Consiglio di Stato Sez. III n.1069 del 5 febbraio 2021
Elettrosmog.Installazione impianto e avviso di avvio del procedimento di autorizzazione

Non vi è alcun onere di comunicare l’avviso di avvio del procedimento ai soggetti abitanti nelle aree circostanti l’area interessata dalla realizzazione di un impianto. Similmente a quanto si verifica per il procedimento di rilascio del permesso di costruire, nessuna norma speciale prevede l’obbligo dell’amministrazione di dare avviso ad altri della pendenza del procedimento di rilascio delle autorizzazioni per l’installazione di una stazione radio base, né tale obbligo discende dall’art. 7, l. n. 241 del 1990, in considerazione dell’impossibilità di determinare i soggetti che potrebbero ricevere nocumento dall’accoglimento dell’istanza

Pubblicato il 05/02/2021

N. 01069/2021REG.PROV.COLL.

N. 02328/2014 REG.RIC.

REPUBBLICA ITALIANA

IN NOME DEL POPOLO ITALIANO

Il Consiglio di Stato

in sede giurisdizionale (Sezione Terza)

ha pronunciato la presente

SENTENZA

sul ricorso numero di registro generale 2328 del 2014, proposto dai signori Daniele Straniero e Maria Grazia Antonini, entrambi rappresentati e difesi dagli avvocati Antonino Galletti e Luigia Carla Germani, elettivamente domiciliati presso lo studio dell’avvocato Antonino Galletti in Roma, p.le Don G. Minzoni, n. 9,

contro

- il Comune di Agrate Conturbia, in persona del Sindaco in carica pro tempore, non costituitosi in giudizio;
- l’Agenzia Regionale Protezione Ambiente (A.R.P.A.) – Piemonte, in persona del legale rappresentante pro tempore, non costituitasi in giudizio;

nei confronti

della società Vodafone Italia S.p.a. (già Vodafone Omnitel B.V.), in persona del legale rappresentante pro tempore, rappresentata e difesa dagli avvocati Marco Sica e Paolo Borghi, elettivamente domiciliata presso la Segreteria della Sezione Terza del Consiglio di Stato in Roma Piazza Capo di Ferro, n. 13,

per la riforma

della sentenza del T.a.r. per il Piemonte (Sezione I), n. 876 del 12 luglio 2012, resa inter partes, concernente l’installazione di una stazione radiobase.

▸ **LAVORO RICHIESTO**
Per favore, trascrivi fedelmente dalla sentenza il passo che va da "- il Comune" fino a "una stazione radiobase.", quest'ultimo compreso.

▸ **DATI REGISTRATI**
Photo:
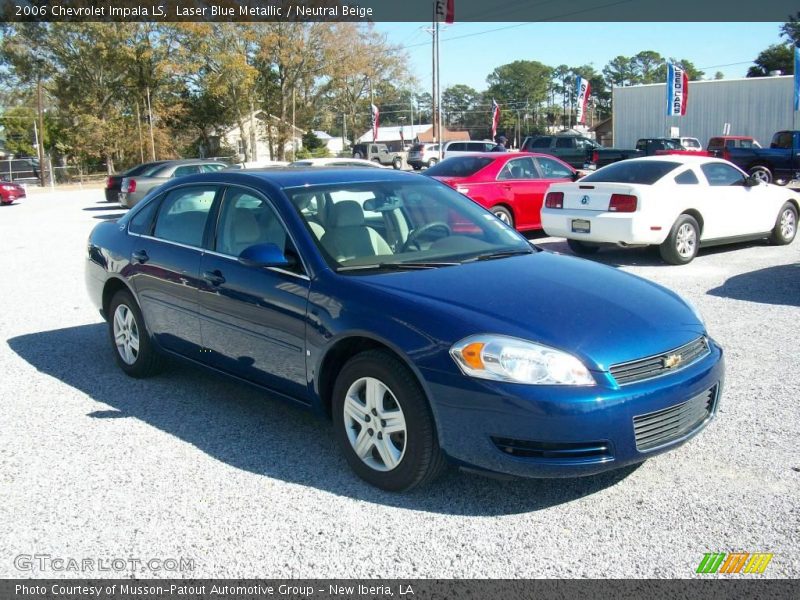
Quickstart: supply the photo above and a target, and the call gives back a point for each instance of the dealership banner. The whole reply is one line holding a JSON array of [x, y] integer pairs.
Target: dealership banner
[[582, 91], [419, 11], [677, 90], [395, 589]]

▸ **SOLUZIONE DEL COMPITO**
- il Comune di Agrate Conturbia, in persona del Sindaco in carica pro tempore, non costituitosi in giudizio;
- l’Agenzia Regionale Protezione Ambiente (A.R.P.A.) – Piemonte, in persona del legale rappresentante pro tempore, non costituitasi in giudizio;

nei confronti

della società Vodafone Italia S.p.a. (già Vodafone Omnitel B.V.), in persona del legale rappresentante pro tempore, rappresentata e difesa dagli avvocati Marco Sica e Paolo Borghi, elettivamente domiciliata presso la Segreteria della Sezione Terza del Consiglio di Stato in Roma Piazza Capo di Ferro, n. 13,

per la riforma

della sentenza del T.a.r. per il Piemonte (Sezione I), n. 876 del 12 luglio 2012, resa inter partes, concernente l’installazione di una stazione radiobase.